- [EXERCISE REQUIREMENTS]: Select every line of the records that contains the word "dark" and copy those lines.

- [ENTRIES SUPPLIED]:
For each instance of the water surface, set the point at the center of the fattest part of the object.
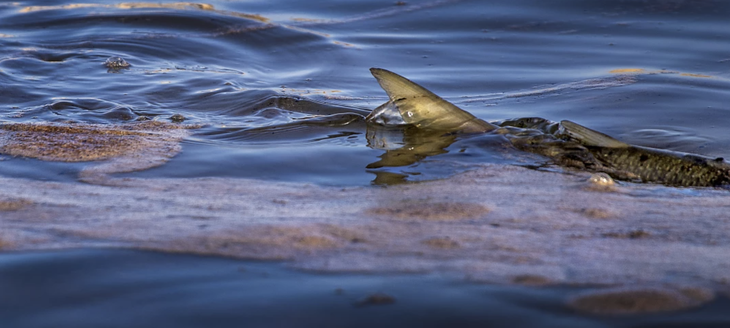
(281, 86)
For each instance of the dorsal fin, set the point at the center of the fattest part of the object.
(591, 137)
(424, 109)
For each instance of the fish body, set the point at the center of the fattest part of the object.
(570, 144)
(646, 164)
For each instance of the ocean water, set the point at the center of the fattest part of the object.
(281, 87)
(280, 90)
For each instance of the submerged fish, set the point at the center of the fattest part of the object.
(566, 143)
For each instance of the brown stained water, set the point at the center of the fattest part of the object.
(277, 91)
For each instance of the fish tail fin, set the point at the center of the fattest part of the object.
(424, 109)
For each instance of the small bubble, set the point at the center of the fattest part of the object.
(601, 179)
(177, 118)
(116, 63)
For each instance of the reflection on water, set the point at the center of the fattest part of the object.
(281, 88)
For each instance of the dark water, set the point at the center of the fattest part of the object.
(115, 288)
(282, 86)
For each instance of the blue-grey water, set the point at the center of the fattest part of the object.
(259, 74)
(281, 88)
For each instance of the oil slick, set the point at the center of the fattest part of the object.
(566, 144)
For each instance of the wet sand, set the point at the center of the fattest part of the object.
(125, 288)
(641, 248)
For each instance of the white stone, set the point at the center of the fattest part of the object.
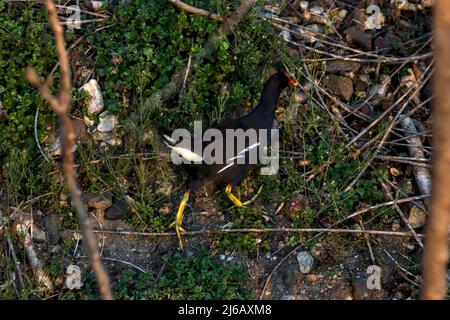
(95, 103)
(107, 122)
(305, 261)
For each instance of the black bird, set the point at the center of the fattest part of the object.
(231, 169)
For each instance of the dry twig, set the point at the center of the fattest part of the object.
(436, 255)
(60, 104)
(185, 7)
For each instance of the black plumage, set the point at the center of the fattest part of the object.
(231, 172)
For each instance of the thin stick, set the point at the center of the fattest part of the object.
(266, 284)
(357, 213)
(120, 261)
(401, 214)
(36, 138)
(60, 104)
(187, 8)
(435, 261)
(254, 230)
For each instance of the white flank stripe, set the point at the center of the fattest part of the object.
(226, 167)
(172, 141)
(186, 153)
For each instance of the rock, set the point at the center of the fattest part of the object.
(311, 278)
(102, 136)
(304, 5)
(389, 41)
(88, 122)
(98, 200)
(362, 292)
(108, 122)
(295, 206)
(417, 217)
(300, 97)
(115, 141)
(395, 226)
(52, 224)
(286, 35)
(309, 33)
(342, 86)
(317, 250)
(54, 149)
(405, 186)
(294, 297)
(359, 37)
(289, 278)
(119, 210)
(342, 67)
(37, 233)
(2, 110)
(97, 5)
(95, 103)
(305, 261)
(80, 130)
(165, 188)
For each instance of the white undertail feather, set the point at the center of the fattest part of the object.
(185, 153)
(239, 156)
(172, 141)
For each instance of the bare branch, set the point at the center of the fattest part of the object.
(185, 7)
(60, 105)
(436, 247)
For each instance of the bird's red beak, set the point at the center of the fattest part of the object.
(292, 81)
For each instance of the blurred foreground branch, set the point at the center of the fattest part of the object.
(60, 104)
(436, 246)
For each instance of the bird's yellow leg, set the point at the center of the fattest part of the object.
(179, 217)
(253, 198)
(236, 201)
(232, 197)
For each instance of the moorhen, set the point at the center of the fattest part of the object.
(232, 170)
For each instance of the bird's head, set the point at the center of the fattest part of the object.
(291, 81)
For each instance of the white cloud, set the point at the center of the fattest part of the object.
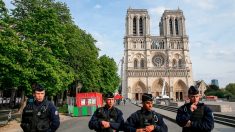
(203, 4)
(157, 11)
(97, 6)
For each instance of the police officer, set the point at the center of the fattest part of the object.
(39, 115)
(195, 116)
(145, 120)
(108, 117)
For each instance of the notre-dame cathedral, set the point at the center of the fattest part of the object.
(150, 62)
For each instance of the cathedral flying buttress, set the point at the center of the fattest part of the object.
(151, 62)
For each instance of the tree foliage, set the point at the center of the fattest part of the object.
(109, 78)
(230, 88)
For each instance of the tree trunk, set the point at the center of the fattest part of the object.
(12, 99)
(22, 102)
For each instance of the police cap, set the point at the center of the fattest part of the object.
(147, 97)
(193, 90)
(109, 95)
(38, 87)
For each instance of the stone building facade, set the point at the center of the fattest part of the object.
(149, 61)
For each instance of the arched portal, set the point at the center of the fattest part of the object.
(180, 89)
(157, 88)
(138, 89)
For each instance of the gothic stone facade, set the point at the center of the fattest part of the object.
(150, 60)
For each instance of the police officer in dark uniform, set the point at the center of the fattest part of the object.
(195, 116)
(145, 120)
(39, 115)
(107, 118)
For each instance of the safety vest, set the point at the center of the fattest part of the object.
(36, 118)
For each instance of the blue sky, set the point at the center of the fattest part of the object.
(209, 25)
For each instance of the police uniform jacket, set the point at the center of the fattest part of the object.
(143, 118)
(113, 116)
(40, 116)
(202, 118)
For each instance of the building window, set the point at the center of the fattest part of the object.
(135, 64)
(134, 26)
(158, 60)
(142, 63)
(178, 45)
(176, 27)
(174, 63)
(141, 26)
(171, 26)
(180, 63)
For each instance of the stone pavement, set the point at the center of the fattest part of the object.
(171, 116)
(14, 125)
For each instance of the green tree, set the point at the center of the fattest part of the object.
(83, 57)
(230, 88)
(110, 80)
(40, 23)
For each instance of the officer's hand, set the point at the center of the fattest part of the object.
(188, 124)
(140, 130)
(193, 107)
(149, 128)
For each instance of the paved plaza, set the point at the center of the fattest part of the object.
(80, 124)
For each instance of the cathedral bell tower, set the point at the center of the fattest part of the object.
(153, 63)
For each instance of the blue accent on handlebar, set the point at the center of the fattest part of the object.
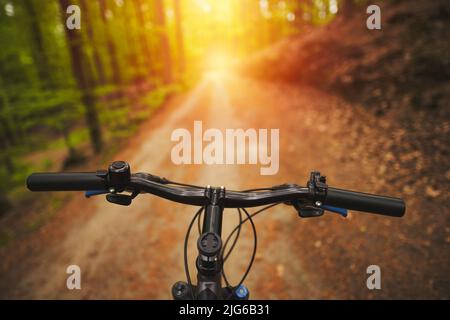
(241, 292)
(92, 193)
(343, 212)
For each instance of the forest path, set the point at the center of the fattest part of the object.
(137, 252)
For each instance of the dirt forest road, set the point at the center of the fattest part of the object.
(136, 252)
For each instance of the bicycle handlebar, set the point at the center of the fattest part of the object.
(197, 196)
(366, 202)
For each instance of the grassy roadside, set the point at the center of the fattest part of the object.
(30, 211)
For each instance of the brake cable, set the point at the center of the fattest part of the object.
(249, 217)
(186, 240)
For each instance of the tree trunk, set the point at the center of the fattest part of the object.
(164, 41)
(38, 51)
(179, 36)
(90, 33)
(117, 77)
(83, 79)
(143, 36)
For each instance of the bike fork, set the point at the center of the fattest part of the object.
(209, 260)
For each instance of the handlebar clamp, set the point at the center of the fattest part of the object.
(317, 186)
(119, 174)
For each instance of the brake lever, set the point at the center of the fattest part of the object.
(92, 193)
(341, 211)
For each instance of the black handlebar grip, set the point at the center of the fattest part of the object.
(359, 201)
(73, 181)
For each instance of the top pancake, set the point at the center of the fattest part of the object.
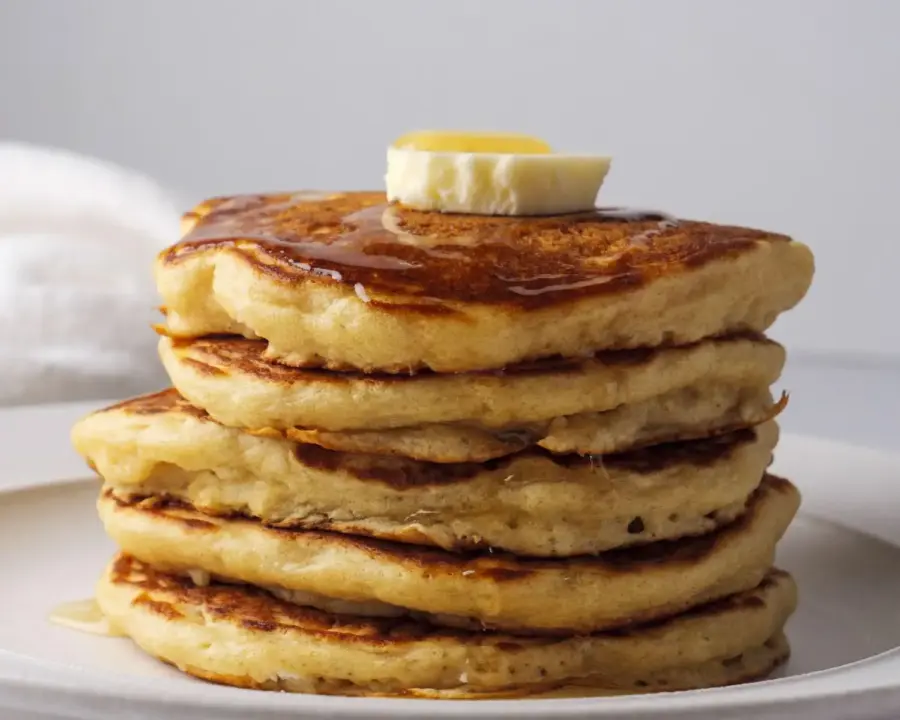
(346, 280)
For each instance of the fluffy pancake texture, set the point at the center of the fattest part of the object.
(531, 503)
(347, 281)
(242, 636)
(495, 590)
(231, 379)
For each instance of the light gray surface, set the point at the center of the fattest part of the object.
(851, 400)
(777, 113)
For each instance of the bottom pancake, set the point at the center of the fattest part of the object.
(242, 636)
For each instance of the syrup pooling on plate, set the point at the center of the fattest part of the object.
(360, 240)
(84, 616)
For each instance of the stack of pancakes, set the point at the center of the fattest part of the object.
(455, 456)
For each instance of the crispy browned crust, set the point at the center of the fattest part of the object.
(356, 237)
(496, 566)
(171, 596)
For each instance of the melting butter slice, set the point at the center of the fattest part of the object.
(490, 174)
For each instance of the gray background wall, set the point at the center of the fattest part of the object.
(779, 113)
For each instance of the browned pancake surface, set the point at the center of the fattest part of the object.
(358, 238)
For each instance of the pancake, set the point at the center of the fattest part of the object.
(495, 590)
(232, 381)
(243, 636)
(345, 280)
(531, 503)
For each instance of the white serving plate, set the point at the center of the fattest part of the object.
(844, 550)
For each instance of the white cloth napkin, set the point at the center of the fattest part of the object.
(77, 242)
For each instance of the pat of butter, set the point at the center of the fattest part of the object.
(471, 142)
(490, 174)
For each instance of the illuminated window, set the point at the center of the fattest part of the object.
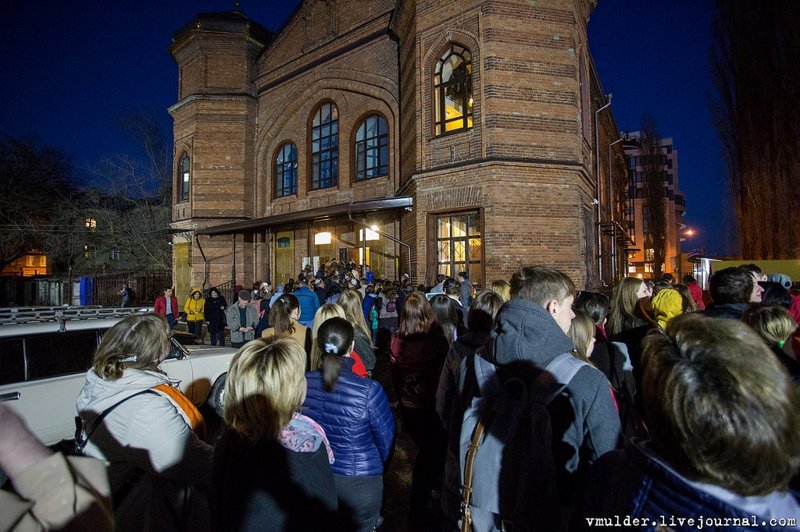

- [FINISHED ANSWER]:
For each instance of the dark water, set the point at the center of the fattest part of the object.
For each instance of the police officer in dark uniform, set the point at the center of the fattest part of the object.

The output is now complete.